ASSIGNED TASK ▸
Transcribe word for word the lines below from the line with "Target: dog's eye" through the line with "A point belongs on each instance of the background", ends included.
=====
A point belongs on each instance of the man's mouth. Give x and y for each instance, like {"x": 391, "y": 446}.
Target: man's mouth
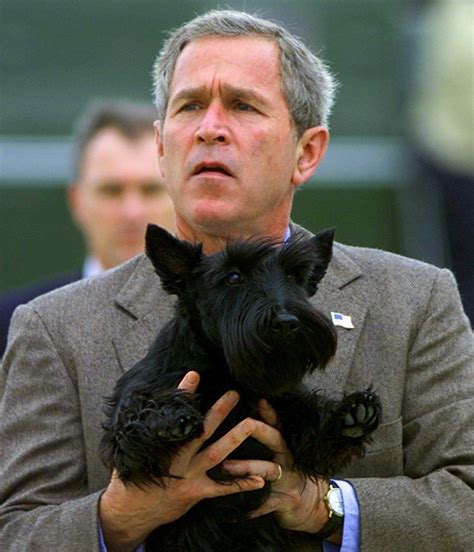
{"x": 212, "y": 168}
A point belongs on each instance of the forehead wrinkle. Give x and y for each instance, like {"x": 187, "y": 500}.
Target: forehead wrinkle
{"x": 229, "y": 90}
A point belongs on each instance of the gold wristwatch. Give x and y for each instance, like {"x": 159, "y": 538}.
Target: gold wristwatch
{"x": 335, "y": 506}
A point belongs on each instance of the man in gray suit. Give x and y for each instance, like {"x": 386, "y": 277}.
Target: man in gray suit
{"x": 243, "y": 111}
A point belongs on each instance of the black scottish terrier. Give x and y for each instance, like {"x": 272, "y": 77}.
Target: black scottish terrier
{"x": 244, "y": 321}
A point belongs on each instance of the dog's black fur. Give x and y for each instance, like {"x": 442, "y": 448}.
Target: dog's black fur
{"x": 244, "y": 321}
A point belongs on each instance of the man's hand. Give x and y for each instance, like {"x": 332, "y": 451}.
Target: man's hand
{"x": 297, "y": 501}
{"x": 128, "y": 513}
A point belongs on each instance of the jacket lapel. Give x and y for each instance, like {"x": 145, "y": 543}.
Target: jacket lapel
{"x": 343, "y": 290}
{"x": 145, "y": 309}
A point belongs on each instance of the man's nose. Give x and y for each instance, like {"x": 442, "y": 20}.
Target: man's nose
{"x": 213, "y": 127}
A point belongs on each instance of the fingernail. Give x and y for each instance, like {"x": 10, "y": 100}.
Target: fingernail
{"x": 192, "y": 377}
{"x": 232, "y": 397}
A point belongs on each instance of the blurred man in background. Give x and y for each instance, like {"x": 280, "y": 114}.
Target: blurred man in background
{"x": 115, "y": 192}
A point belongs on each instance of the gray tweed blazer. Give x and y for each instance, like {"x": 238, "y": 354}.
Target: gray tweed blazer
{"x": 410, "y": 340}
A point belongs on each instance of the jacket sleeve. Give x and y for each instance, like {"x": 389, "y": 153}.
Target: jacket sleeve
{"x": 43, "y": 485}
{"x": 431, "y": 505}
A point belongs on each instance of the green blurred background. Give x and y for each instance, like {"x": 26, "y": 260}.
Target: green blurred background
{"x": 56, "y": 55}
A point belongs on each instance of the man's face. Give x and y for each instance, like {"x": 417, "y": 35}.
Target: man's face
{"x": 117, "y": 194}
{"x": 227, "y": 146}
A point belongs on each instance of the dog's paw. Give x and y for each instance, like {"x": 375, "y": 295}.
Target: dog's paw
{"x": 361, "y": 414}
{"x": 176, "y": 424}
{"x": 150, "y": 420}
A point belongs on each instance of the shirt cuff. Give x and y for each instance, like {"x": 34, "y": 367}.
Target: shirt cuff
{"x": 103, "y": 547}
{"x": 351, "y": 527}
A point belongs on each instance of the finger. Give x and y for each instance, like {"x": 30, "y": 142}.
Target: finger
{"x": 267, "y": 413}
{"x": 217, "y": 452}
{"x": 250, "y": 483}
{"x": 190, "y": 382}
{"x": 218, "y": 412}
{"x": 271, "y": 437}
{"x": 270, "y": 471}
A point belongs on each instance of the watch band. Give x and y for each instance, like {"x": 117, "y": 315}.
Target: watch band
{"x": 335, "y": 520}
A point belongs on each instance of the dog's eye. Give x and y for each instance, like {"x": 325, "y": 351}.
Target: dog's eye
{"x": 234, "y": 278}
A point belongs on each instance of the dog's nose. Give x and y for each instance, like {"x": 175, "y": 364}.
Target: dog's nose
{"x": 285, "y": 323}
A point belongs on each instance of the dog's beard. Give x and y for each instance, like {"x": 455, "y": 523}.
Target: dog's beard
{"x": 267, "y": 363}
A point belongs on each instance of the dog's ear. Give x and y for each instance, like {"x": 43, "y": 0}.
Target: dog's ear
{"x": 173, "y": 259}
{"x": 322, "y": 243}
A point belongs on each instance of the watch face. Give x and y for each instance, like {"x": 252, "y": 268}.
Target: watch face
{"x": 335, "y": 501}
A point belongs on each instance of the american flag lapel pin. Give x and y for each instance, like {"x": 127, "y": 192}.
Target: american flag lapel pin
{"x": 342, "y": 320}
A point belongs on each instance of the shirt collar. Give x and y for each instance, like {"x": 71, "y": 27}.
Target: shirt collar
{"x": 91, "y": 267}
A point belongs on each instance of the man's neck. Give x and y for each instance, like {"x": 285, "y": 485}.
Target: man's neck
{"x": 213, "y": 242}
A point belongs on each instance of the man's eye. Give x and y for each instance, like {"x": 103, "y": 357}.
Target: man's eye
{"x": 190, "y": 106}
{"x": 110, "y": 190}
{"x": 242, "y": 106}
{"x": 234, "y": 278}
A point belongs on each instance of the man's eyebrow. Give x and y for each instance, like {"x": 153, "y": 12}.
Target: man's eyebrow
{"x": 230, "y": 90}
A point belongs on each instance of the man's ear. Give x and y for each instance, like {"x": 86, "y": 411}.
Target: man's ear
{"x": 173, "y": 259}
{"x": 159, "y": 146}
{"x": 73, "y": 195}
{"x": 310, "y": 150}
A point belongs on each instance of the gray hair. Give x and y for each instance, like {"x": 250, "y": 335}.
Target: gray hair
{"x": 307, "y": 85}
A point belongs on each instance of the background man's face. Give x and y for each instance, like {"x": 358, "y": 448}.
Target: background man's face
{"x": 118, "y": 193}
{"x": 227, "y": 148}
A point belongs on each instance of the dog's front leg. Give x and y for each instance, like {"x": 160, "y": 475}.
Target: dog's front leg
{"x": 146, "y": 429}
{"x": 323, "y": 434}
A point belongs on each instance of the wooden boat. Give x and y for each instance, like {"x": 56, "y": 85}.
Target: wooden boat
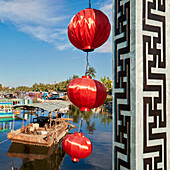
{"x": 41, "y": 134}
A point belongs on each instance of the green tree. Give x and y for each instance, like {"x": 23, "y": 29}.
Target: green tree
{"x": 91, "y": 72}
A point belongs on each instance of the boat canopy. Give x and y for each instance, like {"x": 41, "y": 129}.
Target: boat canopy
{"x": 49, "y": 106}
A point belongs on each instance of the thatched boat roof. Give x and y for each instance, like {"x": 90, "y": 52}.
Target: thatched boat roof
{"x": 49, "y": 106}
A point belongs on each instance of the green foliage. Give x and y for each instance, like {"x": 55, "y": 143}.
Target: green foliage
{"x": 61, "y": 86}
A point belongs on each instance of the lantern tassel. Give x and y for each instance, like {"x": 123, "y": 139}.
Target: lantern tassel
{"x": 87, "y": 64}
{"x": 80, "y": 125}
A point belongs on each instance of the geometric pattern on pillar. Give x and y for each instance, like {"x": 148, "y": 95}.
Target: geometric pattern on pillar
{"x": 121, "y": 82}
{"x": 154, "y": 86}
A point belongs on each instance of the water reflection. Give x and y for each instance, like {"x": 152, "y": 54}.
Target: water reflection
{"x": 96, "y": 125}
{"x": 37, "y": 157}
{"x": 99, "y": 114}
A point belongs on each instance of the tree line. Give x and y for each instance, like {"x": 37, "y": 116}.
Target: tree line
{"x": 61, "y": 86}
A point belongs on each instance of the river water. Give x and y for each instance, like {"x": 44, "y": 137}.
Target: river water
{"x": 95, "y": 126}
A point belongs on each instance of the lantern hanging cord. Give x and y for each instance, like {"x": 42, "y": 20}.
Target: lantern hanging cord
{"x": 80, "y": 125}
{"x": 87, "y": 64}
{"x": 89, "y": 3}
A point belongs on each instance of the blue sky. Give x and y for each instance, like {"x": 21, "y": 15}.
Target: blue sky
{"x": 34, "y": 46}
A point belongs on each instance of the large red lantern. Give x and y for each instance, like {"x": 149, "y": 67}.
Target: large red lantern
{"x": 77, "y": 146}
{"x": 89, "y": 29}
{"x": 86, "y": 93}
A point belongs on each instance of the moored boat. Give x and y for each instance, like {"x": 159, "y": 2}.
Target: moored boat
{"x": 36, "y": 134}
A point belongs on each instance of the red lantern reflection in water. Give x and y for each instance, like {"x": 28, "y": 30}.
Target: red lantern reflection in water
{"x": 77, "y": 146}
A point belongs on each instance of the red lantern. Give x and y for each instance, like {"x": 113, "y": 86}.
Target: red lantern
{"x": 77, "y": 146}
{"x": 89, "y": 29}
{"x": 86, "y": 93}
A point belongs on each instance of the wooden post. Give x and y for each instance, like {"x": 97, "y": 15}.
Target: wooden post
{"x": 50, "y": 121}
{"x": 13, "y": 120}
{"x": 23, "y": 118}
{"x": 141, "y": 85}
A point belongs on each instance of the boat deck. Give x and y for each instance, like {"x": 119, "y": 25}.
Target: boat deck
{"x": 35, "y": 135}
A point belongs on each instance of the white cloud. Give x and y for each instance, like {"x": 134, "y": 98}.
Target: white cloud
{"x": 45, "y": 20}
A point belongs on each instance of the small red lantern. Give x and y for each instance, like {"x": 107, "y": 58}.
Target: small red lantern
{"x": 86, "y": 93}
{"x": 89, "y": 29}
{"x": 77, "y": 146}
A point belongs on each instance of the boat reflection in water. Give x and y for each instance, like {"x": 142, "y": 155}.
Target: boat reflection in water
{"x": 36, "y": 157}
{"x": 5, "y": 124}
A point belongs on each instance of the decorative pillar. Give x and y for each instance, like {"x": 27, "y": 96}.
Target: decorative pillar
{"x": 141, "y": 83}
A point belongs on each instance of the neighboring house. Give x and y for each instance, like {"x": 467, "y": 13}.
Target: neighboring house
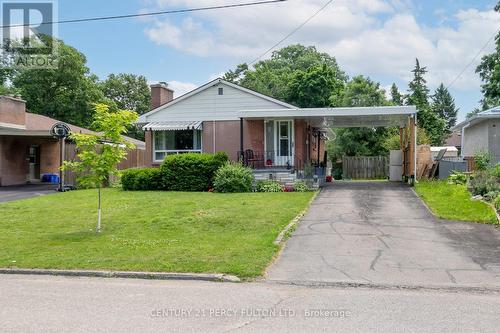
{"x": 263, "y": 131}
{"x": 27, "y": 149}
{"x": 455, "y": 140}
{"x": 481, "y": 133}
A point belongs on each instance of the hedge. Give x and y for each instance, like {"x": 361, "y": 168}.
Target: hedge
{"x": 191, "y": 172}
{"x": 148, "y": 179}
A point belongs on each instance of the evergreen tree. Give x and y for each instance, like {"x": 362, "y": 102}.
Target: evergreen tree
{"x": 396, "y": 97}
{"x": 443, "y": 105}
{"x": 489, "y": 71}
{"x": 418, "y": 95}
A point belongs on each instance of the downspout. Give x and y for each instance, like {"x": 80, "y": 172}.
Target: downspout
{"x": 462, "y": 140}
{"x": 415, "y": 150}
{"x": 241, "y": 140}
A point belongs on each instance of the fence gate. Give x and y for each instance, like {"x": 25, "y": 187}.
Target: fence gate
{"x": 365, "y": 167}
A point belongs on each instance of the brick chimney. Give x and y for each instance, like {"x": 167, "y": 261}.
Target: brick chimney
{"x": 160, "y": 94}
{"x": 12, "y": 111}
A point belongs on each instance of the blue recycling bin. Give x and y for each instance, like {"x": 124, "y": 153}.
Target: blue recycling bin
{"x": 50, "y": 178}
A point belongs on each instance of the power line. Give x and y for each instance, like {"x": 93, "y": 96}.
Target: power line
{"x": 292, "y": 32}
{"x": 177, "y": 11}
{"x": 472, "y": 61}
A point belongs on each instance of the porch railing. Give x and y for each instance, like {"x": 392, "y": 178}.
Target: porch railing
{"x": 270, "y": 160}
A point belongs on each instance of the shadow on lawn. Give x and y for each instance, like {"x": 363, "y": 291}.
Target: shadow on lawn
{"x": 76, "y": 236}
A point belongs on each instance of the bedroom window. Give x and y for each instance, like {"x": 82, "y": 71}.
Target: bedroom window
{"x": 176, "y": 142}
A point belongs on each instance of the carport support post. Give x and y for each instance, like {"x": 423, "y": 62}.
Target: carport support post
{"x": 61, "y": 161}
{"x": 413, "y": 148}
{"x": 241, "y": 140}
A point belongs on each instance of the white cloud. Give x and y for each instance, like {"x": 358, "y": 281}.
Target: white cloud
{"x": 180, "y": 88}
{"x": 371, "y": 37}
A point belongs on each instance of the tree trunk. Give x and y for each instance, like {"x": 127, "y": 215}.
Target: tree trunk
{"x": 99, "y": 210}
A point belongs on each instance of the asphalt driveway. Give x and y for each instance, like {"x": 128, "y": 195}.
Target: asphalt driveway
{"x": 11, "y": 193}
{"x": 380, "y": 232}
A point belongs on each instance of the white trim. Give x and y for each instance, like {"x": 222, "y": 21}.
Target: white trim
{"x": 176, "y": 151}
{"x": 143, "y": 118}
{"x": 329, "y": 112}
{"x": 291, "y": 142}
{"x": 475, "y": 120}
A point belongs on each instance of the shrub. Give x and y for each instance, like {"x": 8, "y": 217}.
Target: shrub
{"x": 269, "y": 186}
{"x": 483, "y": 160}
{"x": 457, "y": 178}
{"x": 148, "y": 179}
{"x": 495, "y": 171}
{"x": 300, "y": 186}
{"x": 233, "y": 178}
{"x": 191, "y": 172}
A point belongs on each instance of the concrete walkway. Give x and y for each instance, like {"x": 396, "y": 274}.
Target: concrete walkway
{"x": 381, "y": 233}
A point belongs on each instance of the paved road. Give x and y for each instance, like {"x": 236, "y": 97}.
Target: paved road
{"x": 11, "y": 193}
{"x": 379, "y": 232}
{"x": 57, "y": 304}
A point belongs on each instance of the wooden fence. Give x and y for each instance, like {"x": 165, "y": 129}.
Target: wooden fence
{"x": 135, "y": 159}
{"x": 365, "y": 167}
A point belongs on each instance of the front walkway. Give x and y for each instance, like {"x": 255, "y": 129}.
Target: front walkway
{"x": 381, "y": 233}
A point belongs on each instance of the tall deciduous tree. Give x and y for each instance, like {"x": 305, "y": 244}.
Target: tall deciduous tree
{"x": 489, "y": 71}
{"x": 128, "y": 91}
{"x": 66, "y": 93}
{"x": 317, "y": 86}
{"x": 418, "y": 95}
{"x": 443, "y": 105}
{"x": 396, "y": 97}
{"x": 273, "y": 76}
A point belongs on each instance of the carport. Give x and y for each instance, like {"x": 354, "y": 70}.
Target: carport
{"x": 323, "y": 119}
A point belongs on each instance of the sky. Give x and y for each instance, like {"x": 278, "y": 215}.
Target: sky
{"x": 375, "y": 38}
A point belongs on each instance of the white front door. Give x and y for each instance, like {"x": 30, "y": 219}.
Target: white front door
{"x": 284, "y": 143}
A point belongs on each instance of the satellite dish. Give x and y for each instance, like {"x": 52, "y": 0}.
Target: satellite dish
{"x": 60, "y": 130}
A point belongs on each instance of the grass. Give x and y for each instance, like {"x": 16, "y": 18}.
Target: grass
{"x": 453, "y": 202}
{"x": 147, "y": 231}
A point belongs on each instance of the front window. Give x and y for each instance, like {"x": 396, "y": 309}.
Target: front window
{"x": 176, "y": 142}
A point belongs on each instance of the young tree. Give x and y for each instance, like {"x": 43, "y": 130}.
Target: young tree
{"x": 443, "y": 105}
{"x": 396, "y": 97}
{"x": 489, "y": 71}
{"x": 418, "y": 95}
{"x": 99, "y": 154}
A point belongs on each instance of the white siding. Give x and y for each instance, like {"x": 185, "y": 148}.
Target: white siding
{"x": 209, "y": 105}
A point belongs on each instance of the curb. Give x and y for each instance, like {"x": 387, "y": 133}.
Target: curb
{"x": 388, "y": 286}
{"x": 123, "y": 274}
{"x": 281, "y": 236}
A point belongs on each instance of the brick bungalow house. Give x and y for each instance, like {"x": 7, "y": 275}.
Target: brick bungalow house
{"x": 27, "y": 149}
{"x": 265, "y": 132}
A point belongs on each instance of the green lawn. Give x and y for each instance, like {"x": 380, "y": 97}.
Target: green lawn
{"x": 147, "y": 231}
{"x": 452, "y": 202}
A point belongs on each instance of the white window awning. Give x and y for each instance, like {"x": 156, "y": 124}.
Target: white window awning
{"x": 173, "y": 125}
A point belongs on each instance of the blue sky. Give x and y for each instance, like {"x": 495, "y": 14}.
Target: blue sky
{"x": 376, "y": 38}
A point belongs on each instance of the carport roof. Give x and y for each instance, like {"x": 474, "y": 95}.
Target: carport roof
{"x": 378, "y": 116}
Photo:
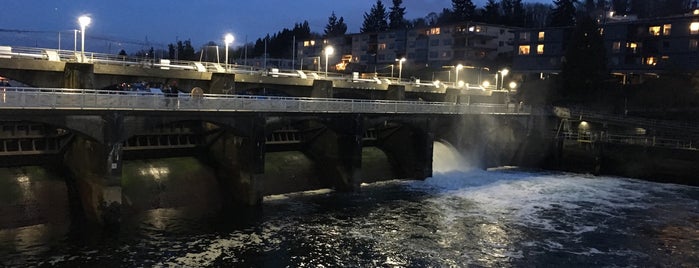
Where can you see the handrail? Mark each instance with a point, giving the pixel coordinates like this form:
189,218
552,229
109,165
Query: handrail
91,99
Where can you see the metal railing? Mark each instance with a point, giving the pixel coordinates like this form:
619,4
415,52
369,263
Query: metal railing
203,66
652,141
90,99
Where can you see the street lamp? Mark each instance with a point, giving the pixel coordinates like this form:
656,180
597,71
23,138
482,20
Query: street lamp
400,68
84,21
228,40
503,73
456,72
329,50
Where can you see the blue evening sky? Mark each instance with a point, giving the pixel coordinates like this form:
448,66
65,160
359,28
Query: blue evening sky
164,21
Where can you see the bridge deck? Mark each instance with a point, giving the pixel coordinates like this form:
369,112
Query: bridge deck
15,98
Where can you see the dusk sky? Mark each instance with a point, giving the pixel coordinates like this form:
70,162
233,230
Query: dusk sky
164,21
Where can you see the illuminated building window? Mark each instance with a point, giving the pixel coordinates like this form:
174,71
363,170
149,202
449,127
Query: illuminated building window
651,61
654,30
524,36
433,31
632,47
667,29
694,28
616,46
524,50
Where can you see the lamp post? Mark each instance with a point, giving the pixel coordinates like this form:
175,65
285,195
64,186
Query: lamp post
84,21
456,72
228,40
503,73
329,50
400,68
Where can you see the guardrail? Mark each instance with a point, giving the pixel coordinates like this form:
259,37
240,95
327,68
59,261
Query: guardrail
652,141
202,66
90,99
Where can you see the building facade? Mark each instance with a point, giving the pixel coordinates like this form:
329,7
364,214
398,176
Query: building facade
634,47
468,43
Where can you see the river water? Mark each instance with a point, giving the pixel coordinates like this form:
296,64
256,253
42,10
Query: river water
458,218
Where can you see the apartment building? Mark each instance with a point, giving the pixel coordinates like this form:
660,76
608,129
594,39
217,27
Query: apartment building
635,47
468,43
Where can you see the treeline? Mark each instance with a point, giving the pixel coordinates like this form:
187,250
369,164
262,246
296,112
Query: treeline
380,18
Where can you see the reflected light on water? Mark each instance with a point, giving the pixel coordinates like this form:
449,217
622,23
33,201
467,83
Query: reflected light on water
157,173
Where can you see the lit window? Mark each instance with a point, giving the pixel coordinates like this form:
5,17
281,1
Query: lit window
651,61
616,46
524,50
632,47
654,30
433,31
694,28
524,36
667,28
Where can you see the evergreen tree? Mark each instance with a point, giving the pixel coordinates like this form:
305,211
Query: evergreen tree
375,20
335,27
563,13
397,15
584,69
491,12
463,10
=====
YOUR RESPONSE ▸
Target: dog's eye
{"x": 234, "y": 278}
A point belongs on each instance of the dog's nose. Give x and y for each instance, like {"x": 175, "y": 364}.
Target: dog's nose
{"x": 285, "y": 323}
A point belongs on each instance of the dog's beard. Give x and y for each instance, like {"x": 455, "y": 523}.
Target: dog's beard
{"x": 267, "y": 363}
A point belongs on each instance of the dog's ear. Give x and y for each instance, like {"x": 43, "y": 0}.
Target: dog's ear
{"x": 173, "y": 259}
{"x": 322, "y": 243}
A point belongs on each instance of the watch face. Give x and y for each instance, like {"x": 252, "y": 268}.
Target: watch face
{"x": 335, "y": 501}
A point belongs on each instance of the american flag lapel pin. Give x and y for each instance, like {"x": 127, "y": 192}.
Target: american flag lapel pin
{"x": 342, "y": 320}
A point belongs on each instance of the shirt collar. Give x and y for each instance, like {"x": 71, "y": 27}.
Target: shirt collar
{"x": 91, "y": 267}
A point belongs on each instance of the man's neck. Give x and y for each instance, like {"x": 285, "y": 485}.
Target: man's neck
{"x": 213, "y": 242}
A point belongs on each instance of the man's eye. Give x and y for each instance, like {"x": 103, "y": 357}.
Target: man's eye
{"x": 190, "y": 106}
{"x": 110, "y": 190}
{"x": 242, "y": 106}
{"x": 234, "y": 278}
A point belongs on each instance of the man's eyebrow. Give x and y for each instance, like {"x": 153, "y": 12}.
Target: man's eyebrow
{"x": 230, "y": 90}
A point belongs on each instance of the man's ear. Give x and y for each instance, like {"x": 86, "y": 411}.
Target: man's ear
{"x": 173, "y": 259}
{"x": 159, "y": 146}
{"x": 73, "y": 195}
{"x": 310, "y": 150}
A point belongs on each instance of the gray hair. Give x and y for each instance, like {"x": 250, "y": 335}.
Target: gray hair
{"x": 307, "y": 85}
A point belongs on each instance of the background man's face. Give x and y for each instance, like {"x": 358, "y": 448}.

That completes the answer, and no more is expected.